'''

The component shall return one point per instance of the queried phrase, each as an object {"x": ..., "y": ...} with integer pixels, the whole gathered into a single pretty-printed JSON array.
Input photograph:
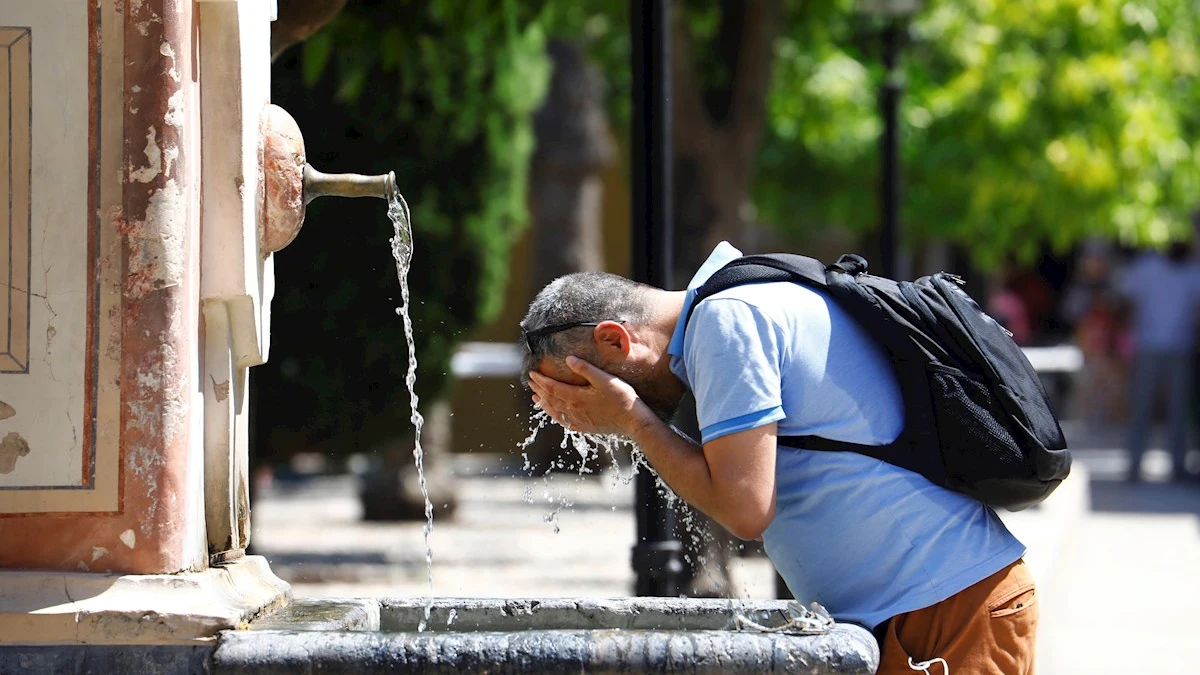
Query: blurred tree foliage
[
  {"x": 441, "y": 91},
  {"x": 1025, "y": 123}
]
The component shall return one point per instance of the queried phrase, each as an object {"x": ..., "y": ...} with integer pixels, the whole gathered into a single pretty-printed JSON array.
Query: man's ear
[{"x": 612, "y": 340}]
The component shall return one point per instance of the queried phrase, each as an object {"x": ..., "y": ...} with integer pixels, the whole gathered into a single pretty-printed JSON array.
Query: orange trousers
[{"x": 989, "y": 628}]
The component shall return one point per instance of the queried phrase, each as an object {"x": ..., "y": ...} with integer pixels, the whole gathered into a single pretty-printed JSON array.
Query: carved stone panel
[
  {"x": 16, "y": 132},
  {"x": 59, "y": 292}
]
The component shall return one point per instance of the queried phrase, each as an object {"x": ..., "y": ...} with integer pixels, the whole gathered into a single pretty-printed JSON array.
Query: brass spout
[{"x": 317, "y": 184}]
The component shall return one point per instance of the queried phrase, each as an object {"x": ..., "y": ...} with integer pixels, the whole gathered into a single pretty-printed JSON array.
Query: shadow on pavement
[{"x": 1110, "y": 495}]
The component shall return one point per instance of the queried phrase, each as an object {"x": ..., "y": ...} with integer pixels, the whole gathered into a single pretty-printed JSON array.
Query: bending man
[{"x": 933, "y": 573}]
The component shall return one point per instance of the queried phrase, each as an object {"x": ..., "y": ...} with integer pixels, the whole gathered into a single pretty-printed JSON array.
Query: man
[{"x": 934, "y": 573}]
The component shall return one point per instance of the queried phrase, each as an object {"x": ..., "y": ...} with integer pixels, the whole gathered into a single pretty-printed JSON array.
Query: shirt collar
[{"x": 721, "y": 255}]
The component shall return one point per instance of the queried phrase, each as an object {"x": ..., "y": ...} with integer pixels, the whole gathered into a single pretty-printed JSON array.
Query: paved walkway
[{"x": 1120, "y": 574}]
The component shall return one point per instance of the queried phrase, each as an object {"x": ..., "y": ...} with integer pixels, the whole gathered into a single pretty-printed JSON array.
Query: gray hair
[{"x": 581, "y": 297}]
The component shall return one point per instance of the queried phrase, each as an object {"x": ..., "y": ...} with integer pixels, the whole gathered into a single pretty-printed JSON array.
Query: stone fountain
[{"x": 148, "y": 183}]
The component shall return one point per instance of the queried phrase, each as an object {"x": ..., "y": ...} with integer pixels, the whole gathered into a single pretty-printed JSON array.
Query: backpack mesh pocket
[{"x": 975, "y": 441}]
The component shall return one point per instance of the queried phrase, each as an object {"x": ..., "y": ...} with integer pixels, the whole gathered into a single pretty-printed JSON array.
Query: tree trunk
[
  {"x": 717, "y": 136},
  {"x": 565, "y": 195}
]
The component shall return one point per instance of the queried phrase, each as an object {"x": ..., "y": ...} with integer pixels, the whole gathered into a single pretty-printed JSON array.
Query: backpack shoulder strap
[
  {"x": 761, "y": 269},
  {"x": 807, "y": 272}
]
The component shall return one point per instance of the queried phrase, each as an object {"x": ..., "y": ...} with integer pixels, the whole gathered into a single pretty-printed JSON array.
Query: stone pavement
[{"x": 1116, "y": 563}]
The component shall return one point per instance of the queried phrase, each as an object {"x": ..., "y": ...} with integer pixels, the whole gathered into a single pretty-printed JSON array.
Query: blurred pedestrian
[
  {"x": 1092, "y": 309},
  {"x": 1163, "y": 291}
]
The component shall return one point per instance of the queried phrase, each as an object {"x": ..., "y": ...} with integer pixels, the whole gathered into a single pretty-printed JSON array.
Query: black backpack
[{"x": 977, "y": 419}]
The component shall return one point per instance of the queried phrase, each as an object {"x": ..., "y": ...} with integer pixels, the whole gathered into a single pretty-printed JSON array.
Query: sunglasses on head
[{"x": 556, "y": 328}]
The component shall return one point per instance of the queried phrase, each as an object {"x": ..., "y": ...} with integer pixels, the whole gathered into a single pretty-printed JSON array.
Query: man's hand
[{"x": 605, "y": 405}]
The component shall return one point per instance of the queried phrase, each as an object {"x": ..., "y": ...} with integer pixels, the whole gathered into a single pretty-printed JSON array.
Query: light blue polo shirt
[{"x": 864, "y": 538}]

'''

### Challenge
From the items above, show every line that contains the word "shirt".

### Expected answer
Query: shirt collar
Query: light blue polo shirt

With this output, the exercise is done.